**Problem description:** Set down exactly, from the records below, the line with "slab in the photo above." through the line with "white shirt in the photo above.", and nothing else.

Segment Start: Dataset content

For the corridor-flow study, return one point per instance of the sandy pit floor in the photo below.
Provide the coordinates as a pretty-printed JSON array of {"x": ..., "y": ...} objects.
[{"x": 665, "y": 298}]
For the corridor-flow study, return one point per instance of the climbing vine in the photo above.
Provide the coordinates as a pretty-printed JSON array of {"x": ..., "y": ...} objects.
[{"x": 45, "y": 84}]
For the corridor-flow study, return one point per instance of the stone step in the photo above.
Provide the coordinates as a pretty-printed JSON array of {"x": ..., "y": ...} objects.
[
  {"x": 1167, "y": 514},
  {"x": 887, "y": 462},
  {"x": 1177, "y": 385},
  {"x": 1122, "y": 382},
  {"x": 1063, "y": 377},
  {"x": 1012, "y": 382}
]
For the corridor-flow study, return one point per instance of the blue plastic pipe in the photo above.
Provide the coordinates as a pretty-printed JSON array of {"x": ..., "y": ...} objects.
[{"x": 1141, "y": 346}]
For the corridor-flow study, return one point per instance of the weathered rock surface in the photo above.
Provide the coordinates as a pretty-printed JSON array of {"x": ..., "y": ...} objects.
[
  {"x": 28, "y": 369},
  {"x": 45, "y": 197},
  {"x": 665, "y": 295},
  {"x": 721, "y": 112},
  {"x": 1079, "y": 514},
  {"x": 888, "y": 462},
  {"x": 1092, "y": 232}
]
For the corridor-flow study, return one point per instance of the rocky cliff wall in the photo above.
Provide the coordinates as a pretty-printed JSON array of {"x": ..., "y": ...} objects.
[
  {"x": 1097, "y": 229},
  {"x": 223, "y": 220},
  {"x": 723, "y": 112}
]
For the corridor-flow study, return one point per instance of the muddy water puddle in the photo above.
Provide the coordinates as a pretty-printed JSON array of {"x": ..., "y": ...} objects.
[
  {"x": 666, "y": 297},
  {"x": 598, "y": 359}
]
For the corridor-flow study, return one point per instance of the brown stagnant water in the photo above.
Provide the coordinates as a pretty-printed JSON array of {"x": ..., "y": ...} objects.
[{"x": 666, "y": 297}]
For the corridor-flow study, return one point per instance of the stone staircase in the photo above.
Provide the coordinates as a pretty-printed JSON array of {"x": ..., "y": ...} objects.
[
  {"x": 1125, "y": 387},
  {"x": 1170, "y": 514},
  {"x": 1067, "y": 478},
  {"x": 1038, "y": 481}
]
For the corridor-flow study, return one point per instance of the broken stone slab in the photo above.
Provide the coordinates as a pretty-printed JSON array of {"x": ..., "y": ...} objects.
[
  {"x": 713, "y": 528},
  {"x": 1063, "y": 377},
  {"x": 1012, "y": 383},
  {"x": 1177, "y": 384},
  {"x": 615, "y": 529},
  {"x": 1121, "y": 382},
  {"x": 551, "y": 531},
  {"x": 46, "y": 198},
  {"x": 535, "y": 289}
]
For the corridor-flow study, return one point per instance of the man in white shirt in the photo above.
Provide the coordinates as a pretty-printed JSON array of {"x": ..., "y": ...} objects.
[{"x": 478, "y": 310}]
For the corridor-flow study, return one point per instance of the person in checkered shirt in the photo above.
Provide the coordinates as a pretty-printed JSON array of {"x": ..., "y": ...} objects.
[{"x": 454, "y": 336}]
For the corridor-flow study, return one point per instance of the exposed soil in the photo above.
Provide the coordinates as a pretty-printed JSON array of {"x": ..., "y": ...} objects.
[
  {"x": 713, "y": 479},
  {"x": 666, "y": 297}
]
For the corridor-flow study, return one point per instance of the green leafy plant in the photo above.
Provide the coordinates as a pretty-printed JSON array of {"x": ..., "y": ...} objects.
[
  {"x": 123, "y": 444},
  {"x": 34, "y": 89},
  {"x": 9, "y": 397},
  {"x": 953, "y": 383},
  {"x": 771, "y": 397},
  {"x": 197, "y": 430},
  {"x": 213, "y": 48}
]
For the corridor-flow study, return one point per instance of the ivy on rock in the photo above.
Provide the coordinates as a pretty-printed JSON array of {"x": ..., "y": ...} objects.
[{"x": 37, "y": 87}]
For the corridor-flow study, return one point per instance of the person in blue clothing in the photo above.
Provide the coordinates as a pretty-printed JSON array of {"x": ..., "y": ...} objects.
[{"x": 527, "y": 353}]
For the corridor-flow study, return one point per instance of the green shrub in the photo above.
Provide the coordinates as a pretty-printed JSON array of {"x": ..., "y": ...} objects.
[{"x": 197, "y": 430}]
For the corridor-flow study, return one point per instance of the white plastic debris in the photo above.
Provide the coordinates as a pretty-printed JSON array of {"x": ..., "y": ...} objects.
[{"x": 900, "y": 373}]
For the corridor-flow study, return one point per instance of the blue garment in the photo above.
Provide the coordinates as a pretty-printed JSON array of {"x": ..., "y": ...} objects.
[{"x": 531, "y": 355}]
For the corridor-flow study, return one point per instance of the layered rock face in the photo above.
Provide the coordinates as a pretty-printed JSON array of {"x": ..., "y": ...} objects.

Segment End: Dataset content

**Reply:**
For the corridor-flow study, return one point per instance of the broken stone slab in the photo above.
Provide the coordinates as a pretty-printed JSON array of {"x": ..., "y": ...} objects.
[
  {"x": 713, "y": 528},
  {"x": 1063, "y": 377},
  {"x": 1012, "y": 383},
  {"x": 1177, "y": 384},
  {"x": 615, "y": 529},
  {"x": 1121, "y": 382},
  {"x": 551, "y": 531},
  {"x": 46, "y": 198},
  {"x": 535, "y": 289}
]
For the corridor-flow study, return one point per instance of the man in white shirt in the photo above.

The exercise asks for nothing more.